Stored data entries:
* * * * * * *
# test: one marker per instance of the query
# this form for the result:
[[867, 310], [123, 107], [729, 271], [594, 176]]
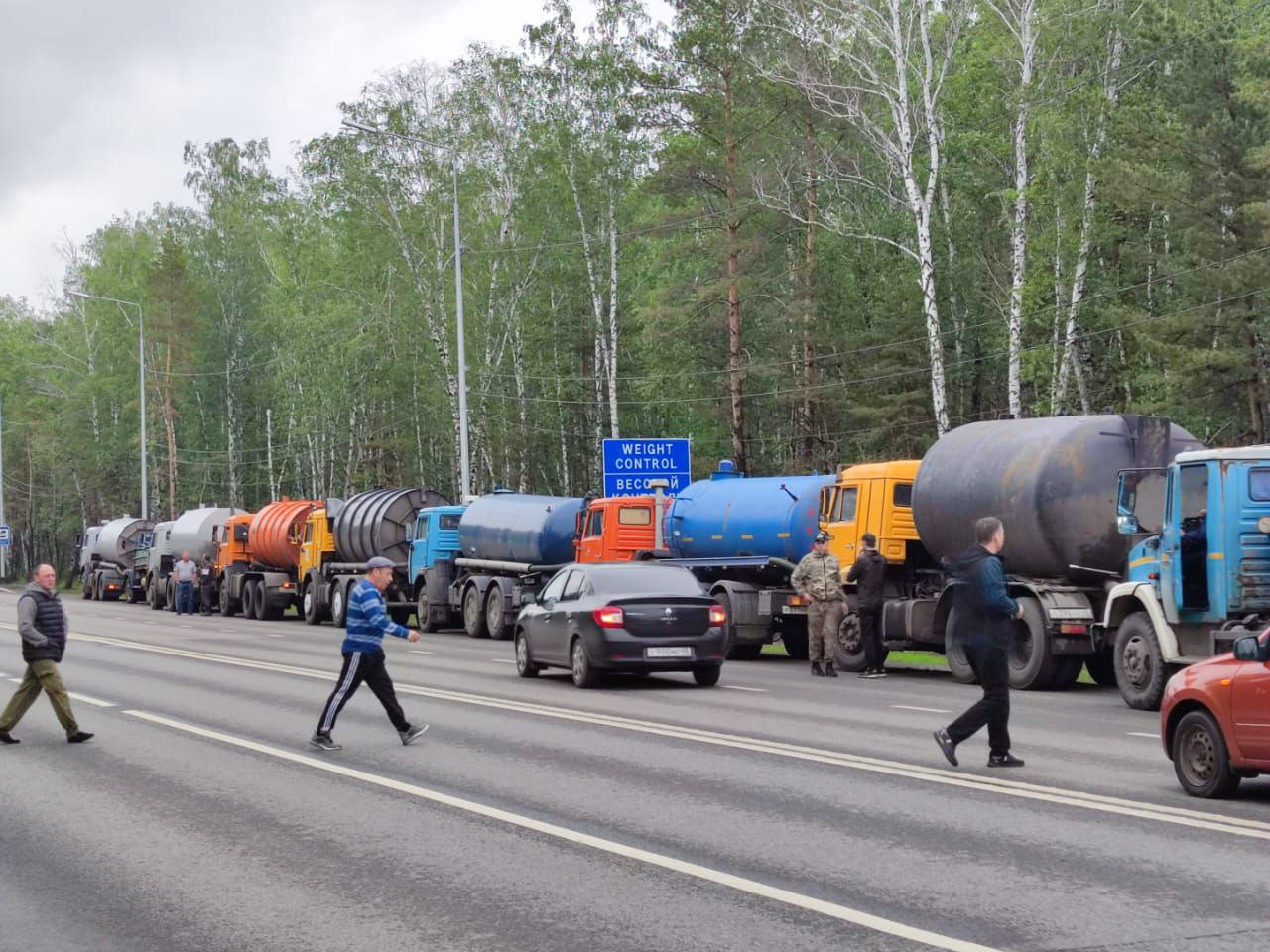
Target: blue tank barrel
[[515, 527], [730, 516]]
* * * * * * *
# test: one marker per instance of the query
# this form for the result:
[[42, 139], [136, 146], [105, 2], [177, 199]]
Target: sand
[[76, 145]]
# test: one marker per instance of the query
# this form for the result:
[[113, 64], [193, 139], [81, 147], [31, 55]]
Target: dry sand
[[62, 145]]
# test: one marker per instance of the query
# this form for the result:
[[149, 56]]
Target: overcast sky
* * * * * * *
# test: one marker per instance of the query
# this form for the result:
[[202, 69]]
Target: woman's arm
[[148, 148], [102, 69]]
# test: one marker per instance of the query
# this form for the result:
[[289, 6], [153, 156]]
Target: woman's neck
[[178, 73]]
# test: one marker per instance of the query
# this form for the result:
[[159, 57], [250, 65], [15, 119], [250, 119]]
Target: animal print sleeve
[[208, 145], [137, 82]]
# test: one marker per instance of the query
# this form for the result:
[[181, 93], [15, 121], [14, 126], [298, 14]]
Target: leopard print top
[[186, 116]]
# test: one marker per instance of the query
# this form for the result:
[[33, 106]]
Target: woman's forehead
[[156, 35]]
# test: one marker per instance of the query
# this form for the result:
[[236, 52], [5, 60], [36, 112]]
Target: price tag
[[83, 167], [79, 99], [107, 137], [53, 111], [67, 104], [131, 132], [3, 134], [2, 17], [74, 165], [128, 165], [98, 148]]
* * * * * * *
Task - Restate word for word the entries above, starting at the line with "Target: sand" and ending at the line with "Target: overcast sky", inclusive, and no others.

Problem solution -
Target: sand
[[76, 145]]
# test: one marker per instance of the query
# this form for the result:
[[113, 64], [193, 139], [81, 147], [31, 55]]
Target: dry sand
[[62, 145]]
# test: one marker per instance of the query
# this form for the result:
[[149, 56]]
Target: overcast sky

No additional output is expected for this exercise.